For this exercise, return all the data word for word, with images left out.

Content starts

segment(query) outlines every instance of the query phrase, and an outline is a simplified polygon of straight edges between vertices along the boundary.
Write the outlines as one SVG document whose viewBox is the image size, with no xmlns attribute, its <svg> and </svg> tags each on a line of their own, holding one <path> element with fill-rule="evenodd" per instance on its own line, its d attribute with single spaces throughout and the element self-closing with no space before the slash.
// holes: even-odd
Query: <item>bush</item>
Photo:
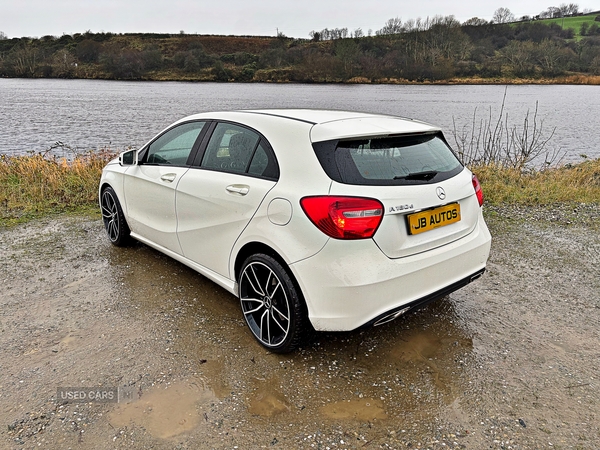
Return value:
<svg viewBox="0 0 600 450">
<path fill-rule="evenodd" d="M 79 61 L 95 63 L 98 61 L 98 56 L 100 56 L 101 50 L 102 44 L 90 39 L 86 39 L 85 41 L 81 41 L 79 44 L 77 44 L 77 47 L 75 48 L 75 56 L 77 56 Z"/>
<path fill-rule="evenodd" d="M 454 124 L 452 134 L 461 160 L 469 166 L 515 170 L 546 168 L 559 161 L 563 154 L 549 146 L 555 130 L 544 130 L 543 120 L 538 119 L 537 102 L 533 114 L 527 111 L 521 127 L 511 127 L 508 115 L 504 115 L 505 101 L 506 90 L 497 117 L 492 117 L 491 109 L 487 117 L 478 117 L 475 110 L 470 125 L 459 129 Z"/>
</svg>

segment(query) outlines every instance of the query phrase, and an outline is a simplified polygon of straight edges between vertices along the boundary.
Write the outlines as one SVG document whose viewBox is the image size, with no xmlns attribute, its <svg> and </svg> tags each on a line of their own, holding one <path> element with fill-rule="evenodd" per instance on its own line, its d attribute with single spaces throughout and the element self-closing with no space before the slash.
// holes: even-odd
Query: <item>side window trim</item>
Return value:
<svg viewBox="0 0 600 450">
<path fill-rule="evenodd" d="M 245 175 L 250 175 L 248 173 L 248 170 L 250 169 L 250 166 L 252 165 L 252 160 L 254 159 L 254 155 L 256 155 L 256 149 L 258 148 L 258 146 L 260 145 L 260 143 L 263 141 L 263 137 L 260 135 L 260 133 L 258 134 L 258 140 L 256 141 L 256 144 L 254 144 L 254 148 L 252 149 L 252 154 L 250 155 L 250 158 L 248 159 L 248 162 L 246 163 L 246 167 L 244 167 L 244 174 Z"/>
<path fill-rule="evenodd" d="M 204 132 L 204 135 L 198 143 L 198 149 L 196 151 L 196 154 L 194 155 L 194 159 L 190 163 L 190 166 L 193 168 L 200 168 L 200 163 L 202 162 L 202 158 L 204 157 L 204 153 L 206 152 L 208 141 L 210 141 L 210 138 L 212 137 L 212 134 L 215 131 L 215 128 L 217 127 L 217 121 L 209 120 L 207 122 L 207 125 L 208 126 L 206 127 L 206 129 L 202 130 Z"/>
</svg>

Content ends

• **Solution**
segment(query) outlines every instance of the query phrase, and an outline is a simplified polygon of straight edges between vertices along the boundary.
Write the outlines as one SVG document whose viewBox is the image size, with no xmlns attribute, its <svg> and </svg> tags each on a line of their own, holding one <path> element with fill-rule="evenodd" per instance on its own line, its d attribute with single spaces throughout and the element self-closing with no space before the slash.
// holes: even-odd
Query: <item>bush</item>
Photo:
Return value:
<svg viewBox="0 0 600 450">
<path fill-rule="evenodd" d="M 79 61 L 95 63 L 98 61 L 98 56 L 100 56 L 101 50 L 102 44 L 90 39 L 86 39 L 85 41 L 81 41 L 79 44 L 77 44 L 77 47 L 75 48 L 75 56 L 77 56 Z"/>
<path fill-rule="evenodd" d="M 454 124 L 452 134 L 461 160 L 469 166 L 515 170 L 546 168 L 559 161 L 563 154 L 549 146 L 555 130 L 544 130 L 543 120 L 538 119 L 537 102 L 533 114 L 527 111 L 521 127 L 511 127 L 508 115 L 504 115 L 505 101 L 506 90 L 497 117 L 492 117 L 491 109 L 487 117 L 478 117 L 475 110 L 470 125 L 459 129 Z"/>
</svg>

segment(query) outlines every instance of the query phrase, and an outline is a simplified polygon of straight edges between vertices along the boundary.
Write the outlines as one SVG document whose viewBox is the image size, with no xmlns attribute, its <svg> and </svg> tags each on a line of their own, holding one <path> element with fill-rule="evenodd" per instance on its own line, its d attribute with single spaces throughout and the element self-closing with no space before the slash.
// holes: even-odd
Query: <item>side window trim</item>
Return value:
<svg viewBox="0 0 600 450">
<path fill-rule="evenodd" d="M 245 175 L 250 175 L 248 173 L 248 170 L 250 169 L 250 166 L 252 165 L 252 160 L 254 159 L 254 155 L 256 155 L 256 149 L 258 148 L 258 146 L 260 145 L 260 143 L 263 141 L 263 137 L 260 135 L 260 133 L 258 134 L 258 140 L 256 141 L 256 144 L 254 144 L 254 148 L 252 149 L 252 154 L 250 155 L 250 158 L 248 159 L 248 162 L 246 163 L 246 167 L 244 167 L 244 174 Z"/>
<path fill-rule="evenodd" d="M 204 132 L 204 135 L 198 143 L 198 149 L 196 151 L 196 154 L 194 155 L 194 159 L 190 163 L 190 166 L 193 168 L 200 168 L 200 163 L 202 162 L 202 158 L 204 157 L 204 153 L 206 152 L 208 141 L 210 141 L 210 138 L 212 137 L 212 134 L 215 131 L 215 128 L 217 127 L 217 121 L 209 120 L 207 122 L 207 125 L 208 126 L 206 127 L 206 129 L 202 130 Z"/>
</svg>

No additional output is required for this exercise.